Problem description
Convert the listing below into a Markdown table with the columns Row and Line, numbering each line and leaving out any blank lines.

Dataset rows
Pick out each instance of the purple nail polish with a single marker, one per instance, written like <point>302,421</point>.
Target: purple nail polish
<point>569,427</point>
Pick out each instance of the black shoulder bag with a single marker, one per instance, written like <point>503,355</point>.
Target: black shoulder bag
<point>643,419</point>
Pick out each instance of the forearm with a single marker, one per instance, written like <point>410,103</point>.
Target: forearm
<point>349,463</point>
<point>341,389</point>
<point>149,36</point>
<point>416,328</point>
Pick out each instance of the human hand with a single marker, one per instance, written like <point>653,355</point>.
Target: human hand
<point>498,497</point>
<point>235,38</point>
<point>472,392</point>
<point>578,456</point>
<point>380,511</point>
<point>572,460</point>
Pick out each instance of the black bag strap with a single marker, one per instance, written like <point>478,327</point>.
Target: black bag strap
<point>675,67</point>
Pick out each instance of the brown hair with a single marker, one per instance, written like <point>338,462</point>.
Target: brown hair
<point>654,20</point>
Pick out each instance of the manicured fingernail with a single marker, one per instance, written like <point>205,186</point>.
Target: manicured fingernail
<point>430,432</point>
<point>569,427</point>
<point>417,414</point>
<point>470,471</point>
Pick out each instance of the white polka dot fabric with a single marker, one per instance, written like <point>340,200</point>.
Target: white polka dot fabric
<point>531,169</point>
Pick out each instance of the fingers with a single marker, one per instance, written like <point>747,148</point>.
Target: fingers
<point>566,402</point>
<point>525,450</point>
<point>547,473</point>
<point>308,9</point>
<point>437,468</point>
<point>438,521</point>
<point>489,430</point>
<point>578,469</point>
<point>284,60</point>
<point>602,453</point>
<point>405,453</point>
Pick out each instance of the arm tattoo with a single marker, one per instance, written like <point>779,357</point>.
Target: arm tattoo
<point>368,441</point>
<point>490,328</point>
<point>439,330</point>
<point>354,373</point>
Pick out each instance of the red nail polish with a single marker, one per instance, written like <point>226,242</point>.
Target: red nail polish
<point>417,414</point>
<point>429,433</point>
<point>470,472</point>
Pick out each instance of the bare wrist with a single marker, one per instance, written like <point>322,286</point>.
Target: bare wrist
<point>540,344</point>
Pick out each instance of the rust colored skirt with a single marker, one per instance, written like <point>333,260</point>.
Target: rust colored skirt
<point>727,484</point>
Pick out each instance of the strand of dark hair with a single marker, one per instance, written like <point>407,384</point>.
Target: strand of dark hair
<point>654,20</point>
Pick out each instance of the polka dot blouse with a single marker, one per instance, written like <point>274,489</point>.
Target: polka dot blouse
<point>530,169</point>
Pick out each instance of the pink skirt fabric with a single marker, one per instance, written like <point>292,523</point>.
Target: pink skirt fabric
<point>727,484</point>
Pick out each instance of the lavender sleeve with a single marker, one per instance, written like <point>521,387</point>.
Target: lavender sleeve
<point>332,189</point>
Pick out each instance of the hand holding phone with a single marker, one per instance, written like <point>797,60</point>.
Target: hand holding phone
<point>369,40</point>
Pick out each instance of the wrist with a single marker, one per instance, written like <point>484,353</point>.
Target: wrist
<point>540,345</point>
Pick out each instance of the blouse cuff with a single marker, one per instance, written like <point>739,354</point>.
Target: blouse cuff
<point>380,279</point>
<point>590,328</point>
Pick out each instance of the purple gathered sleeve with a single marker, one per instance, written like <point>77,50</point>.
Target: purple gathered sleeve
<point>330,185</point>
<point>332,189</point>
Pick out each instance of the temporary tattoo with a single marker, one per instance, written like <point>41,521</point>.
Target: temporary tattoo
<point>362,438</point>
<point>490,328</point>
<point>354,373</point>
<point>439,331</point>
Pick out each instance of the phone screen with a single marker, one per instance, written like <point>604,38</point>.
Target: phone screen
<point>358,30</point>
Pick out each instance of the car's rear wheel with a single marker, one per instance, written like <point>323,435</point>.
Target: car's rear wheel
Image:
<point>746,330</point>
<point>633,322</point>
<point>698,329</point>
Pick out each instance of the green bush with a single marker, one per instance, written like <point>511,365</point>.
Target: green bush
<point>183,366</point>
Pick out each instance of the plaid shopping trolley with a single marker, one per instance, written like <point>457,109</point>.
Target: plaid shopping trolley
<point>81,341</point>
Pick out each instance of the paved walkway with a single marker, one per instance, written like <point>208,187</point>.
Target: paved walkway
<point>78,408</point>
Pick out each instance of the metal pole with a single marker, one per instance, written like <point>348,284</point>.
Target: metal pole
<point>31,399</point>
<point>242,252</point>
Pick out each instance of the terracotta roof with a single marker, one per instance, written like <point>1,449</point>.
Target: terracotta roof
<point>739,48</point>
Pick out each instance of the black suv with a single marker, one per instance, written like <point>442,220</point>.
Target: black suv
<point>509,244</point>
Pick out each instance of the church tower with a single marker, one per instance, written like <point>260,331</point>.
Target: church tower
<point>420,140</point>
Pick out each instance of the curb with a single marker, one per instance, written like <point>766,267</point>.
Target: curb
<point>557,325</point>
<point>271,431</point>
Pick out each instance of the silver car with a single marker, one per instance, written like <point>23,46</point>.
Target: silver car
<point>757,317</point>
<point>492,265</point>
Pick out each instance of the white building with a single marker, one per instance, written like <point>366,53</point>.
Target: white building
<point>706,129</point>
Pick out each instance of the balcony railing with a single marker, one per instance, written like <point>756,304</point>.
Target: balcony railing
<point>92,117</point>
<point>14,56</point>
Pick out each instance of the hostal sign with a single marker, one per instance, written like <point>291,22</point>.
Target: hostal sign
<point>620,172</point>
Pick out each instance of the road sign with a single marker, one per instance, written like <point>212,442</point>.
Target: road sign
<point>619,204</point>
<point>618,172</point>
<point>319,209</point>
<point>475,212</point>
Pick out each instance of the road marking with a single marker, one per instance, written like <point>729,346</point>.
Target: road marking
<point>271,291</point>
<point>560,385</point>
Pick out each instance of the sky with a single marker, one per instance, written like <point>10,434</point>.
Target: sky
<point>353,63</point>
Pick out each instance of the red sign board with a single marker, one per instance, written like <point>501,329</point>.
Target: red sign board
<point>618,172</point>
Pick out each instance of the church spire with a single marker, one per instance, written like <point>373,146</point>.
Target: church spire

Solved exercise
| Row | Line |
|---|---|
| 1 | Pick out each instance of the purple nail polish with a single marker, one per instance, written like <point>302,421</point>. |
| 2 | Target: purple nail polish |
| 3 | <point>569,427</point> |
| 4 | Pick out each instance of the black shoulder bag with a single marker, one per instance, written like <point>503,355</point>. |
| 5 | Target: black shoulder bag |
| 6 | <point>643,419</point> |
| 7 | Pick out each instance of the forearm with a single marker, one per instance, written like <point>410,103</point>. |
| 8 | Target: forearm |
| 9 | <point>349,463</point> |
| 10 | <point>341,389</point> |
| 11 | <point>149,36</point> |
| 12 | <point>416,328</point> |
| 13 | Pick out each instance of the human hand with a single marker, one per instance, written like <point>653,355</point>. |
| 14 | Target: human hand |
| 15 | <point>498,497</point> |
| 16 | <point>235,38</point> |
| 17 | <point>472,392</point> |
| 18 | <point>578,456</point> |
| 19 | <point>380,511</point> |
| 20 | <point>572,460</point> |
| 21 | Pick out each instance of the black bag strap with a single marker, one per instance, written like <point>478,327</point>. |
| 22 | Target: black bag strap |
| 23 | <point>675,67</point> |
| 24 | Pick out each instance of the brown hair with a single marker, one per instance, written like <point>338,462</point>. |
| 25 | Target: brown hair |
| 26 | <point>654,20</point> |
| 27 | Pick out each instance of the manicured fingernail with a single marker, one per instance, written like <point>205,186</point>. |
| 28 | Target: manicured fingernail |
| 29 | <point>430,432</point> |
| 30 | <point>569,427</point> |
| 31 | <point>417,414</point> |
| 32 | <point>470,471</point> |
| 33 | Pick out each instance of the white polka dot fabric with a single marker, one per instance, written like <point>340,200</point>. |
| 34 | Target: white polka dot fabric |
| 35 | <point>531,169</point> |
| 36 | Pick out each instance of the fingers with a single marker, one per instance, written like <point>747,148</point>. |
| 37 | Target: fingers |
| 38 | <point>566,402</point> |
| 39 | <point>525,450</point> |
| 40 | <point>547,473</point> |
| 41 | <point>308,9</point> |
| 42 | <point>437,468</point> |
| 43 | <point>438,521</point> |
| 44 | <point>489,430</point> |
| 45 | <point>578,469</point> |
| 46 | <point>284,60</point> |
| 47 | <point>602,453</point> |
| 48 | <point>405,453</point> |
| 49 | Pick out each instance of the arm tattoo with a single marker, one per instance, written like <point>779,357</point>. |
| 50 | Target: arm tattoo |
| 51 | <point>368,441</point> |
| 52 | <point>490,328</point> |
| 53 | <point>439,330</point> |
| 54 | <point>354,373</point> |
| 55 | Pick out each instance of the red nail polish with a single marker, one per instance, written like <point>226,242</point>. |
| 56 | Target: red nail polish |
| 57 | <point>417,414</point> |
| 58 | <point>429,433</point> |
| 59 | <point>470,472</point> |
| 60 | Pick out each instance of the bare wrist with a single marker, one per instance, written like <point>322,286</point>. |
| 61 | Target: bare wrist |
| 62 | <point>540,344</point> |
| 63 | Pick out each instance of the rust colored skirt with a single marker, one per instance, written like <point>333,260</point>. |
| 64 | Target: rust colored skirt |
| 65 | <point>727,484</point> |
| 66 | Pick out each instance of the strand of dark hair with a single marker, one per instance, written like <point>407,384</point>. |
| 67 | Target: strand of dark hair |
| 68 | <point>654,20</point> |
| 69 | Pick out each instance of the polka dot blouse with a single marker, one per instance, written like <point>274,489</point>. |
| 70 | Target: polka dot blouse |
| 71 | <point>530,169</point> |
| 72 | Pick out each instance of the pink skirt fabric with a single marker, one per instance, written like <point>292,523</point>. |
| 73 | Target: pink skirt fabric |
| 74 | <point>727,484</point> |
| 75 | Pick out each instance of the lavender sleeve with a single marker, one per instance, written like <point>521,387</point>. |
| 76 | Target: lavender sleeve |
| 77 | <point>332,189</point> |
| 78 | Pick out each instance of the hand holding phone with a single marker, one per instance, written like <point>797,60</point>. |
| 79 | Target: hand holding phone |
| 80 | <point>369,40</point> |
| 81 | Pick out each instance of the wrist with a single marker, one per instance, written like <point>484,353</point>. |
| 82 | Target: wrist |
| 83 | <point>540,345</point> |
| 84 | Pick out each instance of the blouse cuff with a single marker, one per instance, written like <point>739,354</point>. |
| 85 | Target: blouse cuff |
| 86 | <point>380,279</point> |
| 87 | <point>590,328</point> |
| 88 | Pick out each instance of the purple gathered sleeve with a single marker, one per instance, written like <point>77,50</point>. |
| 89 | Target: purple gathered sleeve |
| 90 | <point>330,185</point> |
| 91 | <point>332,189</point> |
| 92 | Pick out each instance of the temporary tattoo with a single marker, one per instance, written like <point>41,521</point>. |
| 93 | Target: temporary tattoo |
| 94 | <point>362,438</point> |
| 95 | <point>490,328</point> |
| 96 | <point>354,373</point> |
| 97 | <point>439,331</point> |
| 98 | Pick out each instance of the phone screen with a single marker, one per instance, written like <point>604,38</point>. |
| 99 | Target: phone screen |
| 100 | <point>358,30</point> |
| 101 | Pick out each instance of the car's rear wheel with a single marker, one per instance, written like <point>323,435</point>. |
| 102 | Target: car's rear wheel |
| 103 | Image: |
| 104 | <point>746,330</point> |
| 105 | <point>633,322</point> |
| 106 | <point>698,329</point> |
| 107 | Pick out each instance of the green bush with a single marker, one per instance, written like <point>511,365</point>. |
| 108 | Target: green bush |
| 109 | <point>183,366</point> |
| 110 | Pick out each instance of the plaid shopping trolley with a single marker, one per instance, written like <point>457,109</point>. |
| 111 | Target: plaid shopping trolley |
| 112 | <point>81,341</point> |
| 113 | Pick out each instance of the paved walkway with a single marker, one per instance, written like <point>208,187</point>. |
| 114 | Target: paved walkway |
| 115 | <point>78,408</point> |
| 116 | Pick out each instance of the metal pole with a single marker, one per instance, written like <point>348,284</point>. |
| 117 | Target: metal pole |
| 118 | <point>31,399</point> |
| 119 | <point>242,252</point> |
| 120 | Pick out each instance of the terracotta roof with a single marker, one per instance, written like <point>1,449</point>. |
| 121 | Target: terracotta roof |
| 122 | <point>739,48</point> |
| 123 | Pick out each instance of the black suv with a single marker, one per instance, written like <point>442,220</point>. |
| 124 | Target: black suv |
| 125 | <point>509,244</point> |
| 126 | Pick out each instance of the church tower with a single marker, one per instance, written like <point>260,331</point>. |
| 127 | Target: church tower |
| 128 | <point>420,140</point> |
| 129 | Pick out each instance of the curb with a single marker, one per instance, written like <point>766,267</point>. |
| 130 | Target: curb |
| 131 | <point>557,325</point> |
| 132 | <point>271,431</point> |
| 133 | Pick out each instance of the silver car with a single marker, one per instance, written like <point>23,46</point>. |
| 134 | Target: silver car |
| 135 | <point>757,317</point> |
| 136 | <point>492,265</point> |
| 137 | Pick out each instance of the white building with a single marker, one per instance, written like <point>366,53</point>. |
| 138 | Target: white building |
| 139 | <point>706,129</point> |
| 140 | Pick out each instance of the balcony railing with a single marker, one per instance, written like <point>756,304</point>. |
| 141 | Target: balcony railing |
| 142 | <point>92,117</point> |
| 143 | <point>14,56</point> |
| 144 | Pick out each instance of the hostal sign with a single marker, one per instance, written like <point>291,22</point>. |
| 145 | Target: hostal sign |
| 146 | <point>620,172</point> |
| 147 | Pick out each instance of the road sign with a single marker, one per instance, written like <point>212,442</point>. |
| 148 | Target: road sign |
| 149 | <point>619,204</point> |
| 150 | <point>618,172</point> |
| 151 | <point>319,209</point> |
| 152 | <point>475,212</point> |
| 153 | Pick out each instance of the road marking with a single marker, one per instance, written like <point>729,346</point>. |
| 154 | Target: road marking |
| 155 | <point>271,291</point> |
| 156 | <point>560,385</point> |
| 157 | Pick out each instance of the sky with a single marker, one per instance, written like <point>10,434</point>. |
| 158 | Target: sky |
| 159 | <point>353,63</point> |
| 160 | Pick out each instance of the red sign board with a single marker, one per instance, written like <point>501,329</point>. |
| 161 | Target: red sign board |
| 162 | <point>618,172</point> |
| 163 | Pick out each instance of the church spire with a single marker, one per instance, written like <point>373,146</point>. |
| 164 | Target: church spire |